| OBJECTIVE |
Rewrite every line from the one containing "Annotation task: tag one point per instance of the cycling" through the end of the items, including the requests, and add 118 to each number in the coordinates. Leave the pictures out.

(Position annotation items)
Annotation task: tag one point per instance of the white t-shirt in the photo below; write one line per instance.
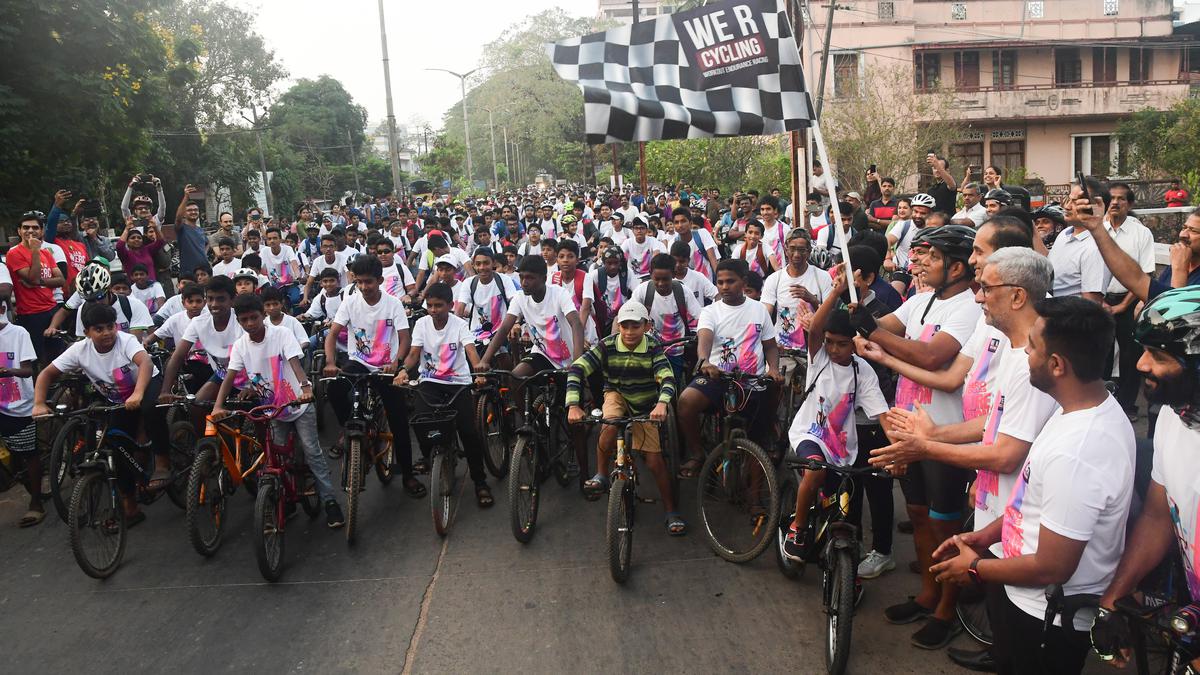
(738, 333)
(372, 330)
(790, 309)
(268, 371)
(277, 267)
(1018, 410)
(546, 322)
(640, 255)
(1177, 470)
(16, 393)
(1077, 482)
(487, 306)
(443, 352)
(958, 317)
(216, 342)
(827, 416)
(113, 374)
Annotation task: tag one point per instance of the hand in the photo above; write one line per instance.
(955, 569)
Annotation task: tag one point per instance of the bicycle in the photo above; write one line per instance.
(367, 442)
(737, 488)
(835, 549)
(622, 496)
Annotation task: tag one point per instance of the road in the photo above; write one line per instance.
(405, 599)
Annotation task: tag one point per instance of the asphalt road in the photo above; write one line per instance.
(405, 599)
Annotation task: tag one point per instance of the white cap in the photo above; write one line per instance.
(633, 311)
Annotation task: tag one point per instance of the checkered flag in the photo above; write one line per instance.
(729, 69)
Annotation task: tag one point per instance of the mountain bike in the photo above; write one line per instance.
(737, 490)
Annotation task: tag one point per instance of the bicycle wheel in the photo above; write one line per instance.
(205, 499)
(65, 452)
(619, 530)
(183, 446)
(353, 467)
(97, 526)
(840, 613)
(523, 490)
(738, 500)
(442, 490)
(490, 420)
(269, 530)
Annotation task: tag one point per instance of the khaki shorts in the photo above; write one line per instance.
(646, 435)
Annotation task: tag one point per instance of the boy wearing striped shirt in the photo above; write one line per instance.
(637, 378)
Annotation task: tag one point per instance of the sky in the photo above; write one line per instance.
(341, 39)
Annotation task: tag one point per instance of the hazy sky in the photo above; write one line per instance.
(341, 39)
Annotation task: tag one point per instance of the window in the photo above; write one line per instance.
(927, 70)
(1068, 69)
(1098, 155)
(1141, 63)
(1003, 69)
(1104, 64)
(1008, 154)
(966, 71)
(846, 75)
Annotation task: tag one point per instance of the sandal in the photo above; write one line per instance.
(484, 496)
(414, 488)
(690, 469)
(676, 525)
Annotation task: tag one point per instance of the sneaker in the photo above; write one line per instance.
(334, 517)
(875, 563)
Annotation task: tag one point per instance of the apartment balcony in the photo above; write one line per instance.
(1079, 100)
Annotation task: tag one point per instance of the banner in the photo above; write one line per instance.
(726, 69)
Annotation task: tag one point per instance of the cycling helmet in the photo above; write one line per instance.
(923, 199)
(1171, 323)
(93, 281)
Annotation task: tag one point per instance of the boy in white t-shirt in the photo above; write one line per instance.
(442, 354)
(269, 357)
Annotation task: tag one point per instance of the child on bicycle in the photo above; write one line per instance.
(637, 380)
(121, 371)
(443, 353)
(838, 381)
(269, 356)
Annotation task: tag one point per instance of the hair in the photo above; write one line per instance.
(1078, 330)
(1008, 231)
(1025, 268)
(97, 314)
(367, 266)
(741, 268)
(249, 303)
(439, 291)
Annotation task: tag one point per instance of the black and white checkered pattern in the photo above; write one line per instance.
(639, 85)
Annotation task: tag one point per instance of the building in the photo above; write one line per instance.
(1043, 83)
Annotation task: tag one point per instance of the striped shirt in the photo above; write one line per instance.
(641, 376)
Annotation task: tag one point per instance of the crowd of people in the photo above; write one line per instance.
(975, 363)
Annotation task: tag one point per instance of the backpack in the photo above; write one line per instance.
(678, 291)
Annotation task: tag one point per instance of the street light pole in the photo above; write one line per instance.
(393, 151)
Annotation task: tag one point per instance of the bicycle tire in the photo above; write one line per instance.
(442, 490)
(840, 613)
(522, 490)
(269, 521)
(95, 508)
(353, 487)
(721, 495)
(619, 530)
(490, 420)
(205, 499)
(69, 442)
(183, 446)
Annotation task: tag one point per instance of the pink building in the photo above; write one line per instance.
(1043, 82)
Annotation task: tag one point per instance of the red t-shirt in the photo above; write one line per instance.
(30, 299)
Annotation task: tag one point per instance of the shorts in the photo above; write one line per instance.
(646, 435)
(937, 485)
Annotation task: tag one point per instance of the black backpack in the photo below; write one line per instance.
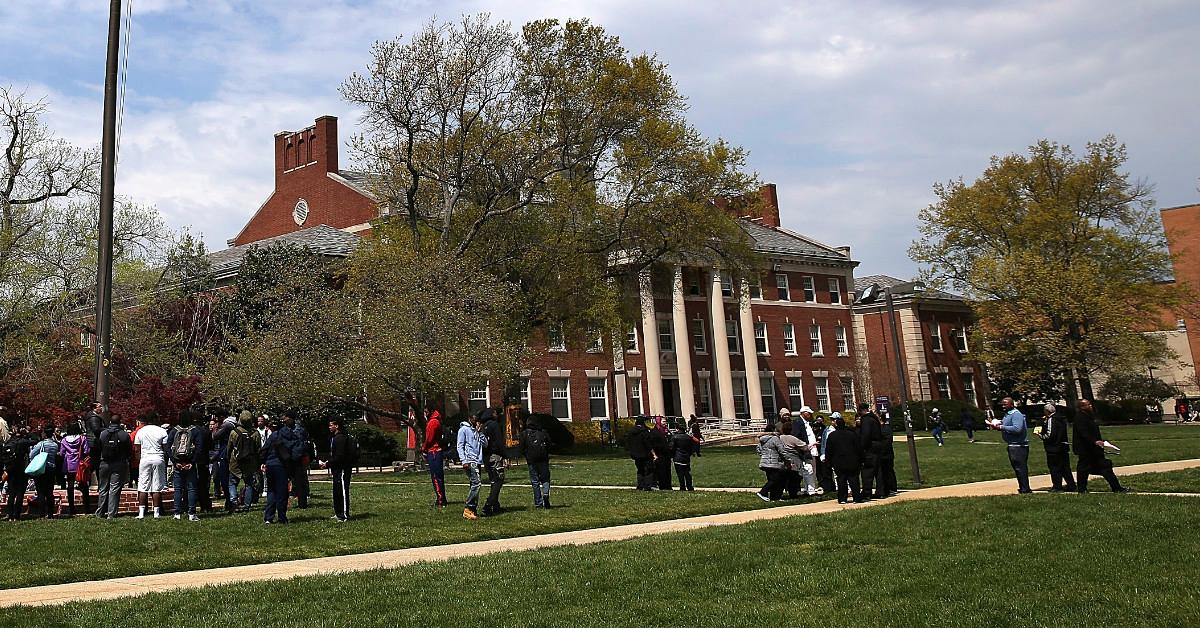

| EXERCISE ANSWER |
Annotation task: tag one point per instance of the cycling helmet in the photo above; write one line per instance.
(1041, 317)
(1289, 441)
(211, 399)
Annotation task: tag one point per instance of the boy in white t-shirt in the photo above; write one line per instance.
(560, 472)
(387, 475)
Annotation task: tag one point per instance of the child on bicycle in the photo above; write one line per instance.
(755, 498)
(239, 489)
(561, 471)
(956, 499)
(387, 474)
Annotation task: tag one point per instance of the hair in the photo above; write one line per instance.
(1196, 448)
(1126, 349)
(1143, 386)
(215, 432)
(485, 384)
(859, 386)
(367, 421)
(557, 409)
Annotation task: tag one point per instance of the black and white checkered pattern in the photo above; write one line per instance.
(757, 203)
Annotation task: tag one point per instance of the building in the photo above; write one line per instance.
(1161, 201)
Annotation task: tag one point per instance of the striped shirt in the photo above; write one line per instance.
(759, 494)
Annotation task: tag one point per instance of the crowd of people in the photo above; write one line per instance.
(1093, 481)
Annotation task: tag one point per instance of the backpack in the photo above; write one line per instance.
(796, 409)
Annotation task: tag one point per instance of the street light pole in the photo above; write one line per instance.
(511, 269)
Annotation task: tag one point per instance of the bicycle tire in the photo above; write one line per instance.
(560, 608)
(958, 731)
(640, 608)
(387, 639)
(213, 626)
(471, 605)
(839, 613)
(737, 648)
(608, 538)
(323, 617)
(187, 560)
(301, 564)
Annotation task: tag one point per instance of the pink building in the photo above; write one line per instance.
(1161, 200)
Annotation task: tag one point per instance of the red t-shirt in the photo above; write one line per instance.
(148, 417)
Annotation task: tag one point per instance of the shorts in the photo above; write one line per instance.
(764, 553)
(1055, 603)
Annotation task: tag one point per instance of the black backpack in the photo below; write one line per instance.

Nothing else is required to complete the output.